> WORK INSTRUCTIONS
Copy each line of the records below verbatim, omitting the pictures.

> RECORDS TO PROCESS
• • • • •

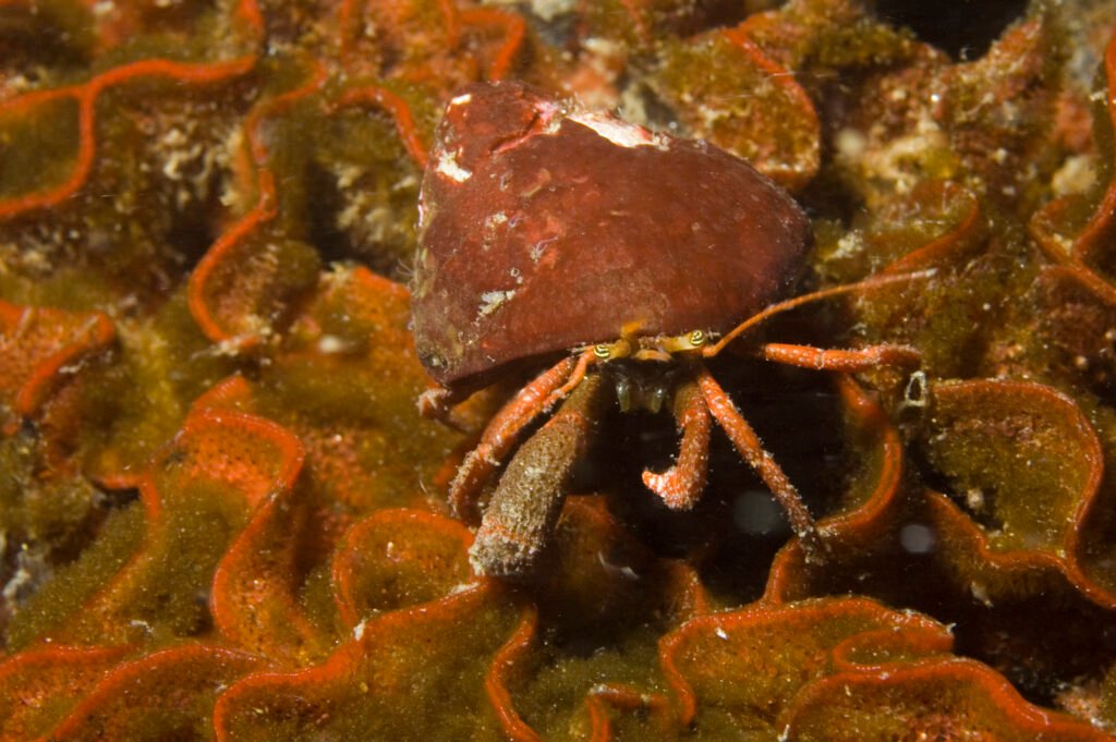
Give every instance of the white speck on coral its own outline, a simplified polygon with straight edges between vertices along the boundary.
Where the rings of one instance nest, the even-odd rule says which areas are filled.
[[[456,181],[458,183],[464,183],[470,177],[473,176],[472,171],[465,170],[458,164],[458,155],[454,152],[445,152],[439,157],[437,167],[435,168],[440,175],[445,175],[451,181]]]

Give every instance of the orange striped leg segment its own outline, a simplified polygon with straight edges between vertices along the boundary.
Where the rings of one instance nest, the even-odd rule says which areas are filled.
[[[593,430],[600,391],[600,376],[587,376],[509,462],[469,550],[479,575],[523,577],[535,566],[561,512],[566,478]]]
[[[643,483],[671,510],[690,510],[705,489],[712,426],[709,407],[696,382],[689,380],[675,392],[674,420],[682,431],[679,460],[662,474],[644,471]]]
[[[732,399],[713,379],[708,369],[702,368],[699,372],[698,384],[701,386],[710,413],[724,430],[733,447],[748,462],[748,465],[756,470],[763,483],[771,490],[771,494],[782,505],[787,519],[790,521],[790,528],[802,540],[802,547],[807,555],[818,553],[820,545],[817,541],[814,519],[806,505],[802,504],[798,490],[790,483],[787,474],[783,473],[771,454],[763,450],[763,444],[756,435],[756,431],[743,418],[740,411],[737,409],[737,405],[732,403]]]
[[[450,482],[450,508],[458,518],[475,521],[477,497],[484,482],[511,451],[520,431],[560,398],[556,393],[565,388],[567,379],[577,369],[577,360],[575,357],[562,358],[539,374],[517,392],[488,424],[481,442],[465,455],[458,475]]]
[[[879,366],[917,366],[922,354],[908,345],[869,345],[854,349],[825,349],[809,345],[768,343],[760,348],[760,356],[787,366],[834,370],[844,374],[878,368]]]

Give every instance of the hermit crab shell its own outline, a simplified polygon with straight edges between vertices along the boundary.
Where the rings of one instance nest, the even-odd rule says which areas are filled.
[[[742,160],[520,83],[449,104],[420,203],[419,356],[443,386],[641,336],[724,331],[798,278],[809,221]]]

• • • • •

> WORKED ANSWER
Give every instance of the white speck on coral its own outline, a simplified polygon with straight edges between vertices along the boundary.
Where the rings of one instance nest, the even-odd rule says which areas are filled.
[[[456,181],[458,183],[464,183],[470,177],[473,176],[472,171],[465,170],[458,164],[458,155],[454,152],[445,152],[439,157],[437,167],[435,168],[440,175],[445,175],[451,181]]]

Give every instance of the orange striped leg segment its own outline, a simplified polygon with straight edges between vertices along the boundary.
Where the rings of one instance nest, the even-odd rule says which areas are filled.
[[[593,430],[600,391],[600,376],[587,376],[509,462],[469,550],[479,575],[523,577],[535,566],[561,512],[566,478]]]
[[[643,483],[671,510],[690,510],[705,489],[712,426],[709,407],[696,382],[689,380],[675,392],[674,420],[682,431],[679,460],[662,474],[644,471]]]
[[[732,399],[713,379],[708,369],[702,368],[699,372],[698,384],[701,386],[710,413],[724,430],[733,447],[748,462],[748,465],[756,470],[763,483],[771,490],[771,494],[782,505],[787,519],[790,521],[790,528],[802,540],[802,547],[807,555],[818,553],[820,545],[817,541],[814,519],[806,505],[802,504],[798,490],[790,483],[787,474],[783,473],[771,454],[763,450],[763,444],[756,435],[756,431],[743,418],[740,411],[737,409],[737,405],[732,403]]]
[[[450,482],[450,508],[458,518],[475,521],[477,497],[484,482],[511,451],[520,431],[560,398],[556,393],[565,388],[567,379],[577,369],[577,360],[575,357],[562,358],[539,374],[517,392],[488,424],[481,442],[465,455],[458,475]]]
[[[879,366],[917,366],[922,354],[908,345],[869,345],[854,349],[825,349],[809,345],[768,343],[760,348],[760,356],[787,366],[834,370],[844,374],[878,368]]]

Give every instance of the hermit crab shell its own outline, a simplified polygon with straight edges between vertices along the boundary.
Where the rings of one instance nest, the even-odd rule says which areas are filled.
[[[742,160],[520,83],[449,104],[420,203],[419,356],[443,386],[641,336],[724,331],[798,278],[809,221]]]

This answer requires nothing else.